(Rows from a dataset)
## BEGIN
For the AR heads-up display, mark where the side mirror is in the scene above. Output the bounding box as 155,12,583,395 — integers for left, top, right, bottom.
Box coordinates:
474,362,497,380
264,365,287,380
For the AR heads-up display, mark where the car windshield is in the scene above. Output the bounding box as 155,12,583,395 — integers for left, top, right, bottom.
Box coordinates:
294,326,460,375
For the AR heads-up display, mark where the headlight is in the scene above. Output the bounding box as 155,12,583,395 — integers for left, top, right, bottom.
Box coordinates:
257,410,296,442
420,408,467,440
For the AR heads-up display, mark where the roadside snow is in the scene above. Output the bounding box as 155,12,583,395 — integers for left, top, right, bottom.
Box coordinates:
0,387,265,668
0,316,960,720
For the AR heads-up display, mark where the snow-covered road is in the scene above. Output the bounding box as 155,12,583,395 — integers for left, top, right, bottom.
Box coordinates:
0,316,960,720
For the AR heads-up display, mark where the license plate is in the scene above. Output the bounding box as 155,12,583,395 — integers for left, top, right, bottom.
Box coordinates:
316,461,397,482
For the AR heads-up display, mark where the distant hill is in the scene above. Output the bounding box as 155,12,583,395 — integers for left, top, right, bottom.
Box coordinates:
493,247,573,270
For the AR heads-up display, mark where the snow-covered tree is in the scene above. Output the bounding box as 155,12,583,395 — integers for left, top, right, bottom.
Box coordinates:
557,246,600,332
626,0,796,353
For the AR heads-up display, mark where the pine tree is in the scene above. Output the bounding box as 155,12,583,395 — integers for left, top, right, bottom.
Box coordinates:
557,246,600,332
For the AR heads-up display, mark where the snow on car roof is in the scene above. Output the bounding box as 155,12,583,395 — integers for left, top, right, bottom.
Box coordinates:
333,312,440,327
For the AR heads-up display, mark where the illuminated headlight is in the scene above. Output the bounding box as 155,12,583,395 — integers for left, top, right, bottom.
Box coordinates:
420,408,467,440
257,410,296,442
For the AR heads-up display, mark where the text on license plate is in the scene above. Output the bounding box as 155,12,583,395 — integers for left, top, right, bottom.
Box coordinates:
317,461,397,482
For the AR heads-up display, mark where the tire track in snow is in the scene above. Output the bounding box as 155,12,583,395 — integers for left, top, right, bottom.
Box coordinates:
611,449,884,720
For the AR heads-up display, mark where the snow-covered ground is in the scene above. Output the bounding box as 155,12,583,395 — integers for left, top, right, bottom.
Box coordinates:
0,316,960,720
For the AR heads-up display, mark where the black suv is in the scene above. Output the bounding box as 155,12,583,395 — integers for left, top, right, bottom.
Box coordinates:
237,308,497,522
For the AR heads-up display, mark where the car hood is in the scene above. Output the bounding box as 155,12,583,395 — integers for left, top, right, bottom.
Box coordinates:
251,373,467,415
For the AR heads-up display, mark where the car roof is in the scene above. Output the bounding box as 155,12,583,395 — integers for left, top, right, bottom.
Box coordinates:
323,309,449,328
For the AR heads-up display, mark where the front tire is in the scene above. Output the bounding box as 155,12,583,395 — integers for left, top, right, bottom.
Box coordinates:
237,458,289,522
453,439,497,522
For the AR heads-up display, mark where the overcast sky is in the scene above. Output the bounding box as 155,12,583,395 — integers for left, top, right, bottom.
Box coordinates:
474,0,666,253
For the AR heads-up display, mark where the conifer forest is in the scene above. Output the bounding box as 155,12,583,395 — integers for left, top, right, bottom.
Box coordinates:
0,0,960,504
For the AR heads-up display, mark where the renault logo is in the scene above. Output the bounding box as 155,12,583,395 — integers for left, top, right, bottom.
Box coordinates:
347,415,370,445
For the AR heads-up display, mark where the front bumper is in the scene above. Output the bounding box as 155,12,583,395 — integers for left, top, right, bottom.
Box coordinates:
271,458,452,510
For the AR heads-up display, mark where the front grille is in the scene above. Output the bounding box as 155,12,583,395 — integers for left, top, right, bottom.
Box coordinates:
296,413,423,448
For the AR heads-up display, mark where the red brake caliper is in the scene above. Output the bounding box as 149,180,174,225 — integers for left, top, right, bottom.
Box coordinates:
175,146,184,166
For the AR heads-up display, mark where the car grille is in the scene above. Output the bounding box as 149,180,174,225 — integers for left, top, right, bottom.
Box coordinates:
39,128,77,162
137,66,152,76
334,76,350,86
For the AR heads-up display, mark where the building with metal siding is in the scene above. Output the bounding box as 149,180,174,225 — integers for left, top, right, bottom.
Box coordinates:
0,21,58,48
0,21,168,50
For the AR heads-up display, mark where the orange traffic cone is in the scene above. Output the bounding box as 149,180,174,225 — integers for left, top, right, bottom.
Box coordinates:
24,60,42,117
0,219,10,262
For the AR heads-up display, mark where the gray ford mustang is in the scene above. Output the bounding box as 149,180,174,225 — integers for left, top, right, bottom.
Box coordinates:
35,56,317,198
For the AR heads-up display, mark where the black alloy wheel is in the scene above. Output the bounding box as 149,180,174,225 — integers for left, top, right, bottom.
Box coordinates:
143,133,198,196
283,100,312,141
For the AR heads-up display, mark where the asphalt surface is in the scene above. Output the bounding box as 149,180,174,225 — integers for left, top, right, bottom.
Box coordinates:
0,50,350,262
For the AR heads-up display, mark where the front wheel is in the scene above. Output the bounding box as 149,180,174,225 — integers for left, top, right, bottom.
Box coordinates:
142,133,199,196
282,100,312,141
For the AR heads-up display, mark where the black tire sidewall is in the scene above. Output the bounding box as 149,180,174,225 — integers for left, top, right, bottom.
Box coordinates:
## END
◆ Direction:
Count the lines of the records that contain the word "headlight" and reply with only the number.

◆ Worked solution:
2